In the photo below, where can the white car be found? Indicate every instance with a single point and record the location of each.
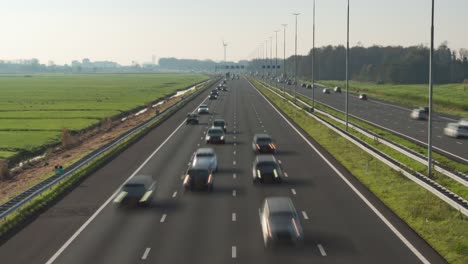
(203, 109)
(208, 155)
(421, 113)
(279, 221)
(456, 130)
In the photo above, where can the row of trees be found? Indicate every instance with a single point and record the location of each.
(385, 64)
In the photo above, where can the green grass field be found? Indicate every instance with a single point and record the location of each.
(448, 98)
(34, 109)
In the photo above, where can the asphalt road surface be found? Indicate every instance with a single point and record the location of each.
(395, 118)
(342, 221)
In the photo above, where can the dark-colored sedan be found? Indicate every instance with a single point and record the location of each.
(199, 176)
(215, 135)
(138, 190)
(266, 169)
(192, 118)
(220, 123)
(263, 143)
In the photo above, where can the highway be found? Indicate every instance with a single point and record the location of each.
(343, 222)
(395, 118)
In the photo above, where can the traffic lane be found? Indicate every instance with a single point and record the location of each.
(355, 238)
(57, 223)
(201, 232)
(398, 120)
(115, 235)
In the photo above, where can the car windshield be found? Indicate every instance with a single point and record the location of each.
(134, 188)
(264, 140)
(205, 154)
(266, 166)
(215, 132)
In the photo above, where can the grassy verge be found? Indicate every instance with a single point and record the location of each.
(448, 98)
(41, 201)
(440, 225)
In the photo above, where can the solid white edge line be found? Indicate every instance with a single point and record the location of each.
(163, 218)
(145, 255)
(98, 211)
(364, 199)
(322, 250)
(234, 252)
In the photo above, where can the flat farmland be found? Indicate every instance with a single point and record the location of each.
(35, 108)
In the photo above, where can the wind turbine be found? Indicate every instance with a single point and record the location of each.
(224, 45)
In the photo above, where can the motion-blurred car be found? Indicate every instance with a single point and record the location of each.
(421, 113)
(215, 135)
(263, 143)
(266, 169)
(279, 221)
(199, 177)
(220, 123)
(203, 109)
(139, 190)
(456, 130)
(206, 155)
(192, 118)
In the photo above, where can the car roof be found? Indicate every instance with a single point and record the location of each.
(141, 179)
(265, 158)
(262, 136)
(280, 204)
(215, 128)
(205, 150)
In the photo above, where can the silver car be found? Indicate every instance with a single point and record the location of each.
(206, 155)
(279, 221)
(456, 130)
(421, 113)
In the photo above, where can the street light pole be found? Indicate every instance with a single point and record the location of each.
(347, 69)
(284, 58)
(431, 84)
(313, 60)
(295, 59)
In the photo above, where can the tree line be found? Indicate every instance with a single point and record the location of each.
(384, 64)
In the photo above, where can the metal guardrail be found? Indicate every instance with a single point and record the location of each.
(18, 201)
(456, 176)
(444, 194)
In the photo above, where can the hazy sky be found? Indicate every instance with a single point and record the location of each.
(127, 30)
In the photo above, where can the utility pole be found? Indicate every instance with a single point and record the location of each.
(295, 59)
(284, 59)
(276, 57)
(431, 84)
(313, 61)
(347, 69)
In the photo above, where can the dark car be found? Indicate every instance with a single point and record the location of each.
(263, 143)
(138, 190)
(220, 123)
(192, 118)
(266, 169)
(199, 176)
(280, 221)
(215, 135)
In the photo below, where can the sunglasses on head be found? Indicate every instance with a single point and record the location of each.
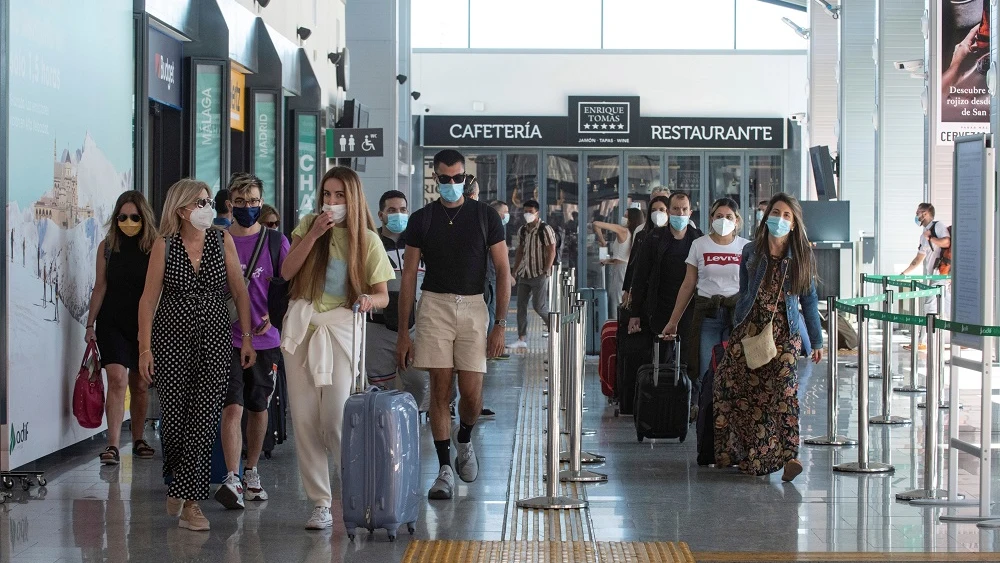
(456, 179)
(203, 202)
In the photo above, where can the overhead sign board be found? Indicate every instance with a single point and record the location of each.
(354, 143)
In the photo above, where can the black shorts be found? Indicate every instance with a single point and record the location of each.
(252, 388)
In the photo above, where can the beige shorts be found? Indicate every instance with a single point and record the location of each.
(451, 332)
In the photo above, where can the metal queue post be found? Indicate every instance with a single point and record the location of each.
(551, 500)
(863, 465)
(831, 438)
(886, 417)
(575, 413)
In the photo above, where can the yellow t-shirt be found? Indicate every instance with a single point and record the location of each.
(377, 266)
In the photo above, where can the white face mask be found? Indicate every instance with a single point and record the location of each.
(659, 218)
(201, 218)
(339, 211)
(723, 226)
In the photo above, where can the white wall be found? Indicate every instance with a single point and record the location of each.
(733, 84)
(326, 20)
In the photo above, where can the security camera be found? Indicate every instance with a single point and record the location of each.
(915, 65)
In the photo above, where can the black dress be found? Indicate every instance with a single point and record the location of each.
(118, 320)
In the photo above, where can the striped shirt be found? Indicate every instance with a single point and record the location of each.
(533, 242)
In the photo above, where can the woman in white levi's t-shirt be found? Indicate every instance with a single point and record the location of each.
(713, 271)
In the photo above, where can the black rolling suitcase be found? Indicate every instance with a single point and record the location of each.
(706, 411)
(663, 397)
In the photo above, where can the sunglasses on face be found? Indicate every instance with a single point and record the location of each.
(456, 179)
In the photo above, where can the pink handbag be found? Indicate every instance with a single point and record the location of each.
(88, 393)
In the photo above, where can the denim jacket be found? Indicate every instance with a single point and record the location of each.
(750, 283)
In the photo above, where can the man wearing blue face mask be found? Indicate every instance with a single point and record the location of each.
(454, 236)
(383, 325)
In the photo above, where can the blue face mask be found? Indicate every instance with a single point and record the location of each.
(679, 222)
(246, 216)
(779, 227)
(397, 222)
(451, 192)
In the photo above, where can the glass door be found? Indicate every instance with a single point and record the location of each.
(562, 203)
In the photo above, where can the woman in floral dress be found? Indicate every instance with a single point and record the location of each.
(757, 410)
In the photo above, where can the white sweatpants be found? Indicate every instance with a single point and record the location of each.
(317, 421)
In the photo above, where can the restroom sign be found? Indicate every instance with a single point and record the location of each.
(354, 143)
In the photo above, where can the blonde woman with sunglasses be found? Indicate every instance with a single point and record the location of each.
(186, 348)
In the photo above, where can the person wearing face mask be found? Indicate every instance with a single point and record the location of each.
(712, 277)
(383, 327)
(454, 236)
(122, 260)
(251, 389)
(619, 249)
(777, 276)
(188, 346)
(337, 262)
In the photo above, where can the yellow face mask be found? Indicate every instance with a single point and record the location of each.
(130, 227)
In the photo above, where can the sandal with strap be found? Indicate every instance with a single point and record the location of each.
(110, 456)
(142, 450)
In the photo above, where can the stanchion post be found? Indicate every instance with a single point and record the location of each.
(886, 416)
(863, 465)
(575, 411)
(551, 501)
(930, 423)
(831, 438)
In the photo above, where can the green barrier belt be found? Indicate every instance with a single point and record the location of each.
(917, 294)
(974, 330)
(896, 318)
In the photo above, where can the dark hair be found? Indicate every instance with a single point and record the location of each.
(448, 157)
(222, 202)
(391, 194)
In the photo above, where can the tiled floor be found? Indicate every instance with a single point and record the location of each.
(656, 491)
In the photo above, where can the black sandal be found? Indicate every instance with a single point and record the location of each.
(110, 456)
(142, 450)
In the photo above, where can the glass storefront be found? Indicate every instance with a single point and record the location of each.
(602, 184)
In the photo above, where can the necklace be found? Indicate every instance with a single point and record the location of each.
(451, 219)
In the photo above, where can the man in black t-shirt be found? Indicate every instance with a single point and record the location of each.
(453, 236)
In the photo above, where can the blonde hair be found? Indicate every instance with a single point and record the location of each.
(311, 279)
(148, 233)
(725, 202)
(183, 193)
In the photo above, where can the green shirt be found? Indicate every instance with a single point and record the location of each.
(377, 266)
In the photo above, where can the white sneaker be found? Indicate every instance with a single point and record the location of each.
(230, 494)
(444, 485)
(251, 485)
(320, 519)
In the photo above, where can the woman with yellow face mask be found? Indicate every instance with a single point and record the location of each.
(122, 258)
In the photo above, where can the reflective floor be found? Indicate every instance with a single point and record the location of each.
(655, 491)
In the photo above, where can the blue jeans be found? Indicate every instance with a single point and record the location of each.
(713, 331)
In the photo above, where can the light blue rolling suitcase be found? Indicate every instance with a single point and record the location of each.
(380, 453)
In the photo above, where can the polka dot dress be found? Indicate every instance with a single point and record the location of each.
(192, 346)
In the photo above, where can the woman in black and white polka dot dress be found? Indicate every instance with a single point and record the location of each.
(190, 340)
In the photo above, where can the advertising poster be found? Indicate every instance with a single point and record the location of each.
(964, 47)
(70, 156)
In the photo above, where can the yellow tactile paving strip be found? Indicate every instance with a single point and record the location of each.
(421, 551)
(528, 464)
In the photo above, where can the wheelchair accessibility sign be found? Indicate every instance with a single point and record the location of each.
(353, 143)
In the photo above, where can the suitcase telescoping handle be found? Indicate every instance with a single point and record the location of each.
(676, 338)
(359, 339)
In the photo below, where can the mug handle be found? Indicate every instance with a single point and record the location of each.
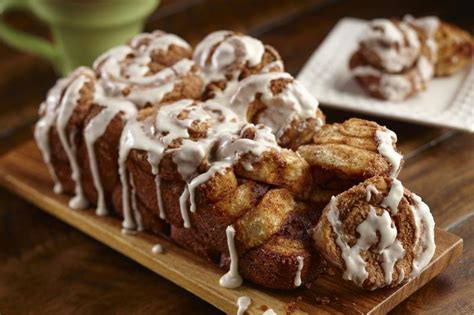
(21, 40)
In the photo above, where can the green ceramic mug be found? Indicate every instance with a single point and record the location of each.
(81, 29)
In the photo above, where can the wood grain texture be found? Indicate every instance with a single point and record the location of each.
(23, 171)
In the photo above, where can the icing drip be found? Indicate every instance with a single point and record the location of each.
(429, 24)
(392, 200)
(300, 260)
(231, 279)
(425, 246)
(390, 249)
(396, 45)
(48, 109)
(157, 249)
(293, 102)
(243, 303)
(371, 189)
(154, 160)
(133, 137)
(93, 131)
(385, 139)
(136, 213)
(66, 108)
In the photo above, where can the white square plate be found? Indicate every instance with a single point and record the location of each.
(447, 102)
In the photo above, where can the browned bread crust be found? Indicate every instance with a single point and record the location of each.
(343, 237)
(455, 49)
(274, 182)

□ □ □ □ □ □ □

Beginning at the line where "In the photo above, where can the wood" appears, extract each line through the end of the data above; keep them exact and include nothing else.

→ **TASK RESULT**:
In the photo above, where can the wood grain texture be found? Indicate every instance with a single point and record the location of each.
(23, 171)
In the photo above, where can the icing drip be found? Indicate every instance with a single point and record the location of each.
(429, 24)
(392, 200)
(300, 260)
(231, 279)
(425, 246)
(390, 249)
(396, 45)
(48, 109)
(157, 249)
(293, 102)
(243, 303)
(371, 189)
(154, 160)
(133, 137)
(93, 131)
(385, 139)
(136, 213)
(66, 108)
In the photo above, where can the white square plate be found? Indicate every instance with a single point and record the location of each.
(447, 102)
In the photo above, where can the browned bread crust be found? Indicate every instance with a single point and record the location of each.
(343, 237)
(455, 49)
(274, 182)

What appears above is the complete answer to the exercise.